**Material for the task**
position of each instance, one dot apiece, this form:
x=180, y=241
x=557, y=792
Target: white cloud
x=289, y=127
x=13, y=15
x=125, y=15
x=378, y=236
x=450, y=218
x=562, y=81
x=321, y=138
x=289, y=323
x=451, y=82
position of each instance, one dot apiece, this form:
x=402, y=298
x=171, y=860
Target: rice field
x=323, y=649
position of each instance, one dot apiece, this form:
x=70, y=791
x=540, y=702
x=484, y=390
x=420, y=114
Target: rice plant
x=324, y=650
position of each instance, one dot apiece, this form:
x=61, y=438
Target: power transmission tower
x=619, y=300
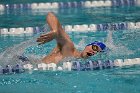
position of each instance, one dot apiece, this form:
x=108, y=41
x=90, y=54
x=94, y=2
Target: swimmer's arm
x=57, y=32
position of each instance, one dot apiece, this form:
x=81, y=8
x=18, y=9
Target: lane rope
x=84, y=4
x=74, y=28
x=70, y=66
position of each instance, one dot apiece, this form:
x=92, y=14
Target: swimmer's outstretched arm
x=56, y=32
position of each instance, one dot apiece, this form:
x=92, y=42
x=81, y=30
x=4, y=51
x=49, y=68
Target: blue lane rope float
x=70, y=66
x=80, y=28
x=84, y=4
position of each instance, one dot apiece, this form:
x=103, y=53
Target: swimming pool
x=123, y=42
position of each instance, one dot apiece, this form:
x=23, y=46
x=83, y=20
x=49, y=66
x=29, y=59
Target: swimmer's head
x=93, y=48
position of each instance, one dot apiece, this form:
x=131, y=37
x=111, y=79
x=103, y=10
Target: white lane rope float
x=70, y=66
x=57, y=5
x=74, y=28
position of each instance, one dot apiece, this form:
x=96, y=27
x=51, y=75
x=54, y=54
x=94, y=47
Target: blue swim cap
x=100, y=44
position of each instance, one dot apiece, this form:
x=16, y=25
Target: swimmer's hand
x=46, y=37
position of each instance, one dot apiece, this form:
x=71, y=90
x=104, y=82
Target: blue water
x=125, y=45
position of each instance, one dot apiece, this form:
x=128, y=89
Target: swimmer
x=65, y=47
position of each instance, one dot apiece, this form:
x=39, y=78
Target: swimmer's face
x=89, y=51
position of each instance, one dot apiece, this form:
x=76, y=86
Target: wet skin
x=65, y=47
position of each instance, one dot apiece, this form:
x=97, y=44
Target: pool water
x=125, y=45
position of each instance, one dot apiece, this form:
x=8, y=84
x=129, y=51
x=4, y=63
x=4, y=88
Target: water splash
x=81, y=44
x=117, y=50
x=11, y=55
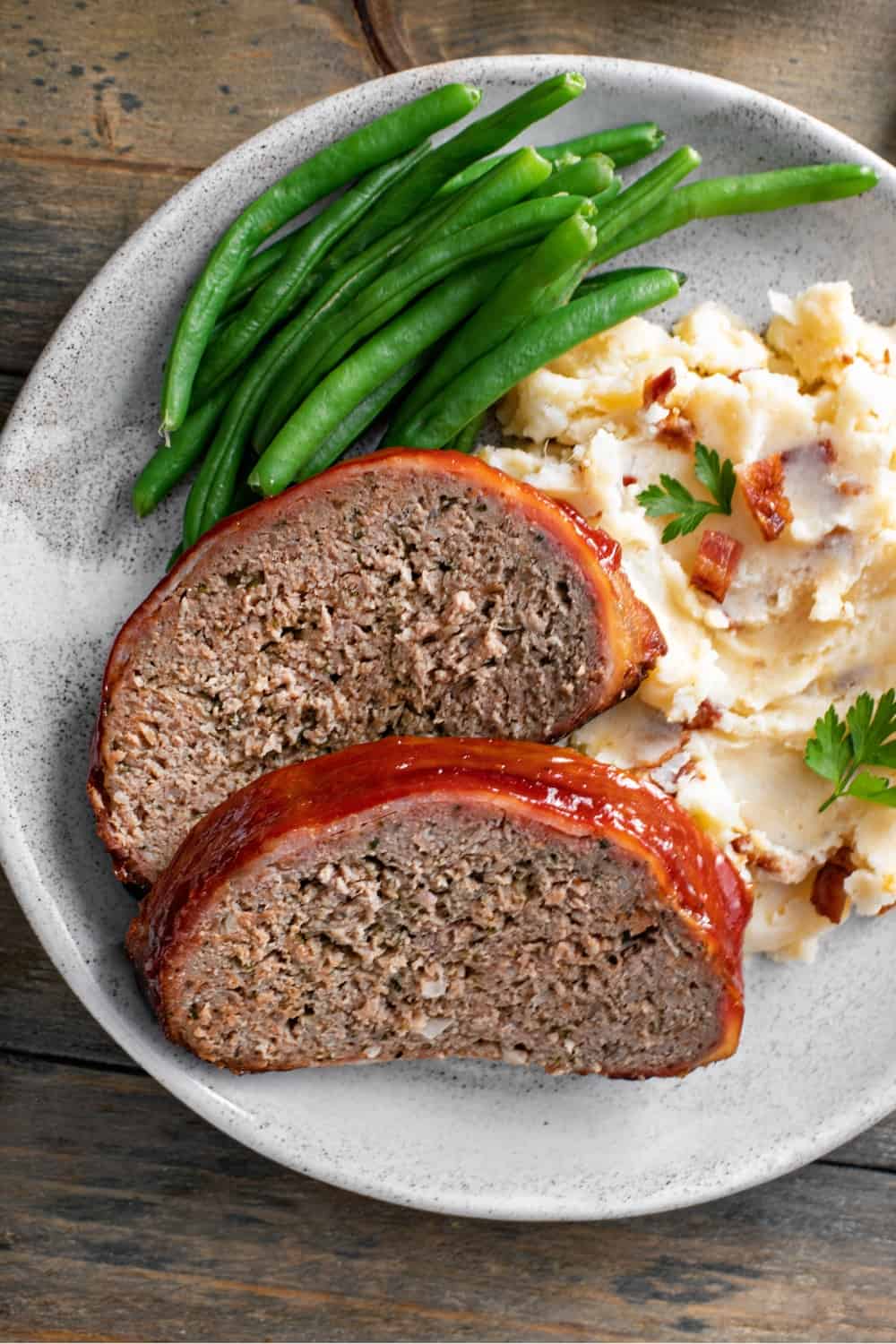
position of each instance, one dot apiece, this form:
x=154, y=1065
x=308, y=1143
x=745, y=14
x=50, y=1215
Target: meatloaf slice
x=418, y=898
x=408, y=591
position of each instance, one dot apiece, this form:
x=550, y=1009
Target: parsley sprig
x=670, y=496
x=840, y=750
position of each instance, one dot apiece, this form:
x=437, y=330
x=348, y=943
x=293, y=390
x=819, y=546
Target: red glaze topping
x=557, y=788
x=763, y=488
x=713, y=569
x=625, y=620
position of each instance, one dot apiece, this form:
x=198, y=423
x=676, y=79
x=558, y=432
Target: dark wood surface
x=123, y=1215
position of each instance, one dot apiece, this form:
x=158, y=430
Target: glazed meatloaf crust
x=408, y=591
x=422, y=897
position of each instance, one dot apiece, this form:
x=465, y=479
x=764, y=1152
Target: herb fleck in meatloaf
x=419, y=898
x=408, y=591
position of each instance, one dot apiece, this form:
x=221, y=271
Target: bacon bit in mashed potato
x=829, y=887
x=659, y=387
x=713, y=569
x=763, y=488
x=677, y=432
x=807, y=621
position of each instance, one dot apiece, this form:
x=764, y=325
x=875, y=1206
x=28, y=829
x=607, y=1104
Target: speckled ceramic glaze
x=818, y=1058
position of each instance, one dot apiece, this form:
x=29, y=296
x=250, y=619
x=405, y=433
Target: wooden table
x=123, y=1215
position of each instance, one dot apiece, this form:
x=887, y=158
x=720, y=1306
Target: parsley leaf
x=670, y=496
x=719, y=478
x=840, y=749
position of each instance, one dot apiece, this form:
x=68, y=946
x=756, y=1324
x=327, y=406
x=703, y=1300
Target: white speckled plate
x=818, y=1058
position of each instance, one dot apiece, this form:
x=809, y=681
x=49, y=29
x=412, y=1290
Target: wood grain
x=89, y=145
x=148, y=1225
x=38, y=1011
x=40, y=1016
x=167, y=85
x=833, y=58
x=59, y=225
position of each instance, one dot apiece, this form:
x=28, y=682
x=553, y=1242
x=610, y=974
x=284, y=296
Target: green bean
x=363, y=416
x=587, y=177
x=606, y=277
x=530, y=289
x=603, y=198
x=479, y=139
x=745, y=195
x=625, y=145
x=513, y=228
x=466, y=438
x=255, y=381
x=532, y=346
x=367, y=368
x=255, y=271
x=328, y=169
x=171, y=461
x=279, y=295
x=643, y=195
x=309, y=332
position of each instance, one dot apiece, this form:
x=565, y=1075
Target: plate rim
x=47, y=921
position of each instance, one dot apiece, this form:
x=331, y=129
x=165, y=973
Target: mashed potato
x=809, y=618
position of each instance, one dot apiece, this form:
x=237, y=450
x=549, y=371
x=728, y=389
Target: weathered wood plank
x=58, y=226
x=10, y=389
x=833, y=58
x=38, y=1011
x=126, y=1215
x=40, y=1015
x=167, y=85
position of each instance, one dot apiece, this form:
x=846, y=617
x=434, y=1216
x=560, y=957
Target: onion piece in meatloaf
x=427, y=897
x=406, y=591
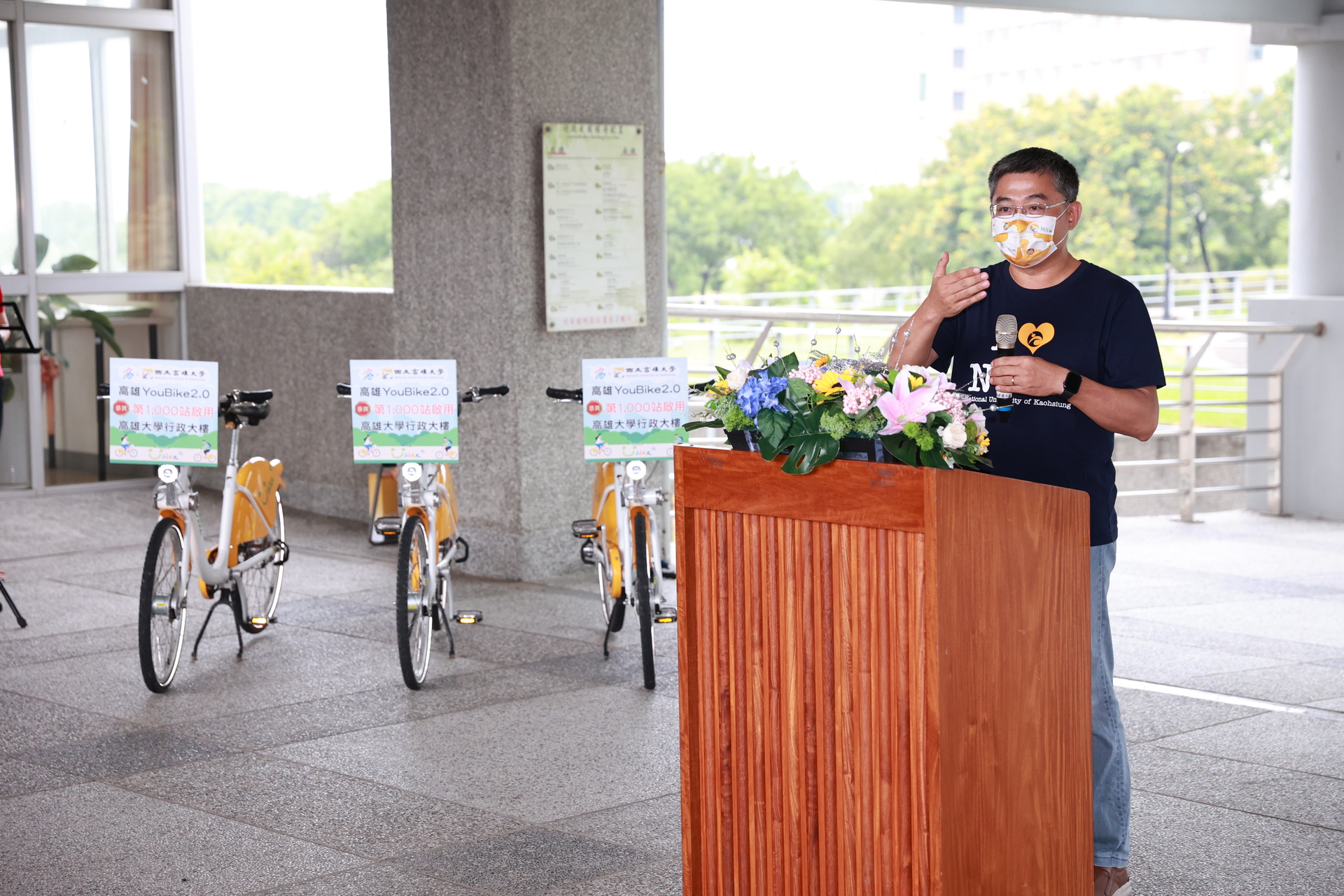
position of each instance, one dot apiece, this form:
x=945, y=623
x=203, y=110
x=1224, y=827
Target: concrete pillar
x=472, y=83
x=1315, y=261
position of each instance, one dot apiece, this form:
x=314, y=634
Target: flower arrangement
x=806, y=410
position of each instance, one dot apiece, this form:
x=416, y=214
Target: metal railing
x=1200, y=336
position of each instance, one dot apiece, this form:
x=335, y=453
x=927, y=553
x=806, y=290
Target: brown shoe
x=1110, y=881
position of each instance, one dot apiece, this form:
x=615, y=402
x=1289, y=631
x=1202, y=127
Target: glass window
x=104, y=169
x=14, y=410
x=140, y=326
x=8, y=199
x=120, y=4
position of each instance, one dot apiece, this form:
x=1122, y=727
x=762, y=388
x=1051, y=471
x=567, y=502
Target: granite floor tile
x=1156, y=662
x=350, y=814
x=99, y=839
x=528, y=862
x=1306, y=620
x=652, y=825
x=27, y=723
x=372, y=880
x=1149, y=715
x=1278, y=739
x=19, y=777
x=1186, y=848
x=1277, y=793
x=125, y=754
x=536, y=760
x=1296, y=684
x=59, y=609
x=659, y=879
x=280, y=665
x=292, y=723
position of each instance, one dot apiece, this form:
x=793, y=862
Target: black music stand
x=23, y=624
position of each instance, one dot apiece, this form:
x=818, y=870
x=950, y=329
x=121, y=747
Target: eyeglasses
x=1030, y=210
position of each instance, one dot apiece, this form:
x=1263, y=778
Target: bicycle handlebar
x=564, y=396
x=477, y=393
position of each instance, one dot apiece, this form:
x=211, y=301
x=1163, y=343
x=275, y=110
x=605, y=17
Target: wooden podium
x=883, y=681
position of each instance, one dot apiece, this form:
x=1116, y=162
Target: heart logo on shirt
x=1034, y=336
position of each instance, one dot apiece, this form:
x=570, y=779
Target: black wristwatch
x=1073, y=383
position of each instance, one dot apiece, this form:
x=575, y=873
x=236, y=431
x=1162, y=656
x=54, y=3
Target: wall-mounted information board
x=593, y=197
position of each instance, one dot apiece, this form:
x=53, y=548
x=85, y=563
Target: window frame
x=30, y=285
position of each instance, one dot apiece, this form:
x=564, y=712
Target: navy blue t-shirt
x=1094, y=323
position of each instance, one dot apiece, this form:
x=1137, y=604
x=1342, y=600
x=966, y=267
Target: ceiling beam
x=1289, y=13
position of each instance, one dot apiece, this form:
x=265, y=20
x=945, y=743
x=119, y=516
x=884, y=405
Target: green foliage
x=723, y=206
x=1121, y=148
x=835, y=422
x=269, y=237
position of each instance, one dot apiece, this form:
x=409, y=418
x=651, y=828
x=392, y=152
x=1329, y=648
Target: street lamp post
x=1170, y=296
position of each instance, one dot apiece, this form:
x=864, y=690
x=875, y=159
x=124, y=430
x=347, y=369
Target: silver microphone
x=1006, y=337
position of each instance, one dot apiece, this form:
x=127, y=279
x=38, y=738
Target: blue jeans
x=1110, y=757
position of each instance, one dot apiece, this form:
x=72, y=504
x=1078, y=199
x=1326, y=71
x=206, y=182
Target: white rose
x=953, y=435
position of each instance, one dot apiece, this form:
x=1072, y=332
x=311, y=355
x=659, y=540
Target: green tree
x=723, y=206
x=1121, y=148
x=270, y=237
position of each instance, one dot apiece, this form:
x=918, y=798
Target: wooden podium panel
x=885, y=680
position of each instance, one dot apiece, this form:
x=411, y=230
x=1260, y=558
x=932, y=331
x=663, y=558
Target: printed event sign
x=634, y=407
x=163, y=412
x=403, y=410
x=593, y=213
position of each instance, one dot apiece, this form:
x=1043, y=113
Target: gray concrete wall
x=472, y=83
x=296, y=342
x=1313, y=428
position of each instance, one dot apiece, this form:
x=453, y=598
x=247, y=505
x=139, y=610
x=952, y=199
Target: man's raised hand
x=952, y=293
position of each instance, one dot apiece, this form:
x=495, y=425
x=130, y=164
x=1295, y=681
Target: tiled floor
x=531, y=766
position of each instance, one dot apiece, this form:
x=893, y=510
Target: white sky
x=292, y=94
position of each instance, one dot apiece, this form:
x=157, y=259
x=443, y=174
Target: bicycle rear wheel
x=641, y=597
x=163, y=596
x=414, y=602
x=258, y=589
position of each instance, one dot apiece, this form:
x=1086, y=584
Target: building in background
x=1004, y=57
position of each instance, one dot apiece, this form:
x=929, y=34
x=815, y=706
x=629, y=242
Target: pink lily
x=904, y=405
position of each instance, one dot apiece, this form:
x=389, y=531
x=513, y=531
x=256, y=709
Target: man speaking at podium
x=1082, y=367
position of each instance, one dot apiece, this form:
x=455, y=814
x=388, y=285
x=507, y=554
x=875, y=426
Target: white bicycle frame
x=414, y=495
x=172, y=496
x=628, y=493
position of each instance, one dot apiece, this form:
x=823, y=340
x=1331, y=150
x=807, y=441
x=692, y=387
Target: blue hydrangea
x=761, y=391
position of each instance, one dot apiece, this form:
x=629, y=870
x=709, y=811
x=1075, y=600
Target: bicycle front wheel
x=163, y=596
x=641, y=596
x=414, y=602
x=258, y=589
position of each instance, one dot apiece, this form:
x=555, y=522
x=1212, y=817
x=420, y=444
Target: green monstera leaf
x=811, y=447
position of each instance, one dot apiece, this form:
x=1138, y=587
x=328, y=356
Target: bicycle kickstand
x=202, y=633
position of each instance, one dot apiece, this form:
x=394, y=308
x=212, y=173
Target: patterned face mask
x=1026, y=239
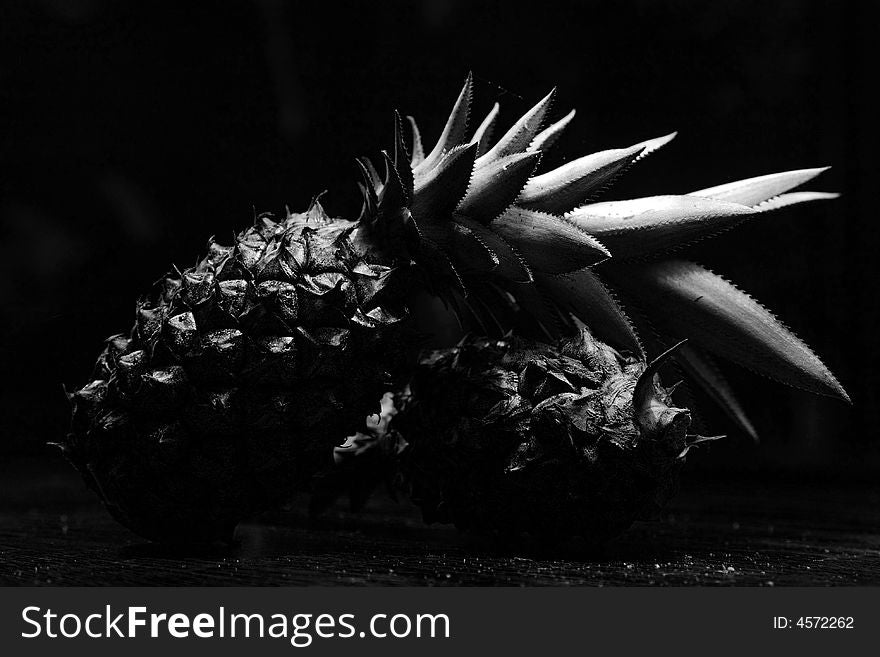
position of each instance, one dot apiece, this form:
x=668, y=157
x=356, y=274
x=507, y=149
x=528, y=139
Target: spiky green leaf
x=521, y=134
x=752, y=191
x=643, y=226
x=549, y=244
x=548, y=136
x=439, y=192
x=584, y=294
x=495, y=185
x=483, y=134
x=702, y=369
x=687, y=300
x=455, y=131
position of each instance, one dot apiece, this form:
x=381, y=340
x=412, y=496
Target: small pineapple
x=242, y=372
x=549, y=441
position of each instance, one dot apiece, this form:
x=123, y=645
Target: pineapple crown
x=509, y=247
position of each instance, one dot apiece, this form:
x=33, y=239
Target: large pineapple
x=243, y=372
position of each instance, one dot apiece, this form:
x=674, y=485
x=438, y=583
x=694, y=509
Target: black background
x=131, y=132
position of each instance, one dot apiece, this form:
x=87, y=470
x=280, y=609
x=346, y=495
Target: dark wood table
x=754, y=531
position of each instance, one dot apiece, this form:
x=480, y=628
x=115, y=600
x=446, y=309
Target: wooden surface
x=54, y=532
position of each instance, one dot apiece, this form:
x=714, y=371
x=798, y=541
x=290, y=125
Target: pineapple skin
x=516, y=438
x=238, y=378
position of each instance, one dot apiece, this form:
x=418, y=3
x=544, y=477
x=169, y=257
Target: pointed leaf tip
x=521, y=134
x=547, y=137
x=455, y=131
x=495, y=185
x=548, y=244
x=688, y=300
x=752, y=191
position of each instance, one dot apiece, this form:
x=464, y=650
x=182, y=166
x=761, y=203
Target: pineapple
x=243, y=372
x=548, y=441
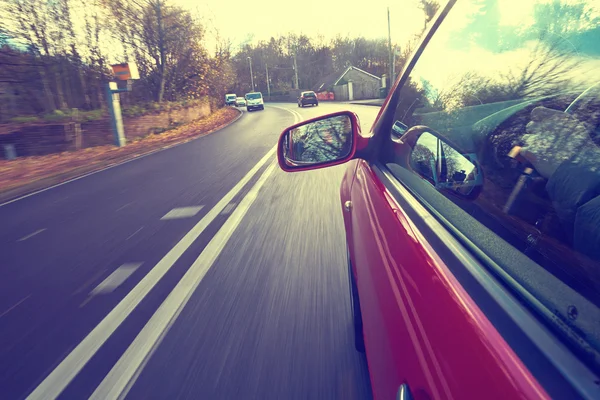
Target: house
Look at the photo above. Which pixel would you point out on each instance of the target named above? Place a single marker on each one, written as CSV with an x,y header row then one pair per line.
x,y
351,84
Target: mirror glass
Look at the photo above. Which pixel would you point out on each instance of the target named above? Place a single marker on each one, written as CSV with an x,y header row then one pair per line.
x,y
444,166
325,140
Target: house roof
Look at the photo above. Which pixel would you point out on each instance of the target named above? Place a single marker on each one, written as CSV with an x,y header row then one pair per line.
x,y
327,81
333,78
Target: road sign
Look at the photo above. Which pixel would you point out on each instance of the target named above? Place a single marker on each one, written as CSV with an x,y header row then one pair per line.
x,y
125,71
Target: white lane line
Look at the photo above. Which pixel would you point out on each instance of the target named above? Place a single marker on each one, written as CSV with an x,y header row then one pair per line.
x,y
31,235
182,212
53,385
134,233
115,279
117,164
124,373
126,205
228,209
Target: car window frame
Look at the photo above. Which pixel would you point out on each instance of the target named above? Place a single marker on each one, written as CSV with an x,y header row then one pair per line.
x,y
560,354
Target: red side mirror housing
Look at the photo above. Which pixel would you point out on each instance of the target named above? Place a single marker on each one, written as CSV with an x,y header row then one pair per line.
x,y
320,142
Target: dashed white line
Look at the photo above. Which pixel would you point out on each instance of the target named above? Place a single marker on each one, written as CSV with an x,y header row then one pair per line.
x,y
31,235
53,385
134,233
126,205
228,209
14,306
115,279
182,212
124,373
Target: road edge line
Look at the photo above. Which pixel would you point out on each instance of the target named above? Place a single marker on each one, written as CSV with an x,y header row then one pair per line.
x,y
122,376
60,377
119,163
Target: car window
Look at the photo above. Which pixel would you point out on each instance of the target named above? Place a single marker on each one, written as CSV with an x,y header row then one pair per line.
x,y
496,129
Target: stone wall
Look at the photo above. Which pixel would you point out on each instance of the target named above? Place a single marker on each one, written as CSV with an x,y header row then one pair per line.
x,y
42,139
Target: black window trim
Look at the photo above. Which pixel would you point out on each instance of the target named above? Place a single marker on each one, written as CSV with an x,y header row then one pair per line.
x,y
516,323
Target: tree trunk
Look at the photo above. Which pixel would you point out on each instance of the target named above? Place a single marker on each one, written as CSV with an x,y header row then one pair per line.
x,y
162,51
50,104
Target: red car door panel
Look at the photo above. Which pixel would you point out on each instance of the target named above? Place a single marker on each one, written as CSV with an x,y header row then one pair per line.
x,y
421,327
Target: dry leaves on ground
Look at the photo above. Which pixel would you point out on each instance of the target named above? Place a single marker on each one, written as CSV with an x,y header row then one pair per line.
x,y
26,170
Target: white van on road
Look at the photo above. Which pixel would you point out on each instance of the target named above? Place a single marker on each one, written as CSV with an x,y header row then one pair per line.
x,y
254,101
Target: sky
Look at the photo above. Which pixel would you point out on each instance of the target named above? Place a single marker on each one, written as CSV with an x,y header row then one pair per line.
x,y
240,20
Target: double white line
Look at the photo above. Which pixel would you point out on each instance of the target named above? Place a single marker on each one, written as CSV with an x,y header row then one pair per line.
x,y
124,373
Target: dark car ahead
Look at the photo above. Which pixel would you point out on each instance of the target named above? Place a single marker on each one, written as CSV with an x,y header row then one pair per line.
x,y
472,207
307,98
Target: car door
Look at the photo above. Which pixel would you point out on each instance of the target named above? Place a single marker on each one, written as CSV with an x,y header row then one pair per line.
x,y
454,305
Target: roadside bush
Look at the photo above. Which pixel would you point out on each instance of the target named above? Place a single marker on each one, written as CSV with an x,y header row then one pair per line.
x,y
24,119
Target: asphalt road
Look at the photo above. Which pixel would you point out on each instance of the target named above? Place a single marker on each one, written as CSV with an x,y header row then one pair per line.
x,y
198,272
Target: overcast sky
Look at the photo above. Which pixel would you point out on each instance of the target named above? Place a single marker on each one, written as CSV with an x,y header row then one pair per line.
x,y
262,19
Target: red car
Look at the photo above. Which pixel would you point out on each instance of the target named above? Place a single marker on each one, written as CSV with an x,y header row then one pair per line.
x,y
472,207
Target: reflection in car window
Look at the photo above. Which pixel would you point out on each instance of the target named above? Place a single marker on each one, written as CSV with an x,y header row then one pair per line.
x,y
513,89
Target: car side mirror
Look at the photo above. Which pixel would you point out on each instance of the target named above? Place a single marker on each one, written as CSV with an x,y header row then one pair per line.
x,y
320,142
444,166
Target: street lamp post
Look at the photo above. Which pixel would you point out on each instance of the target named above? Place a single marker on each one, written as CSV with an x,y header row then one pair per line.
x,y
251,76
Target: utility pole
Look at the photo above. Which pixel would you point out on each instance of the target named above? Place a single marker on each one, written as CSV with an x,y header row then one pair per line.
x,y
391,61
251,76
268,86
296,70
394,65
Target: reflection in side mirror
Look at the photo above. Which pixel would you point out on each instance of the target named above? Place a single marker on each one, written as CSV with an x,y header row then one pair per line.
x,y
323,141
445,167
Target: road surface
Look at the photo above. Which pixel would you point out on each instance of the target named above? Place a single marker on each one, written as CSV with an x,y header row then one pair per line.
x,y
198,272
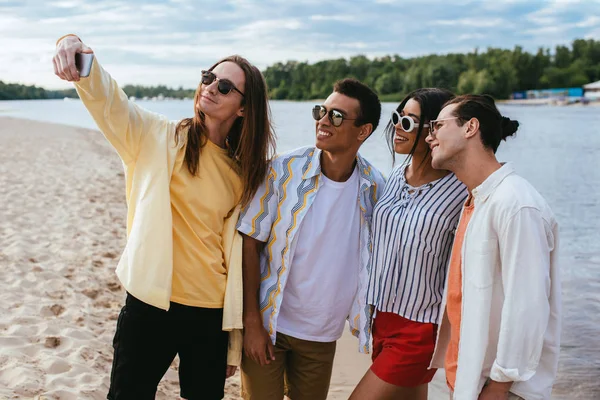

**Task description**
Your answer must be the exact lines from the records above, from the one containing "x=629, y=242" through the one containing "x=668, y=157", both included, with every picture left out.

**Answer area**
x=629, y=242
Target: pink lily
x=904, y=405
position of each instance, one dot apiece, this form:
x=389, y=531
x=513, y=531
x=256, y=709
Target: man speaking at podium
x=1082, y=367
position of each instance, one dot apiece, this form:
x=455, y=814
x=388, y=285
x=507, y=554
x=875, y=426
Target: white bicycle frame
x=414, y=495
x=172, y=496
x=628, y=493
position of each instance, one dot apiece, this form:
x=823, y=340
x=1331, y=150
x=807, y=441
x=692, y=387
Target: blue hydrangea
x=761, y=391
position of each instance, one dot apiece, this form:
x=629, y=870
x=709, y=811
x=1075, y=600
Target: bicycle front wheel
x=163, y=596
x=641, y=596
x=414, y=602
x=258, y=589
position of each instance, one dot apiece, this form:
x=555, y=522
x=1212, y=817
x=420, y=444
Target: green monstera leaf
x=811, y=447
position of each instance, one dot apiece, this form:
x=1138, y=587
x=328, y=356
Target: bicycle kickstand
x=202, y=633
position of each instance, one dot apiece, this form:
x=394, y=308
x=212, y=173
Target: patterned face mask
x=1026, y=239
position of each instance, one dot apiece, this form:
x=668, y=157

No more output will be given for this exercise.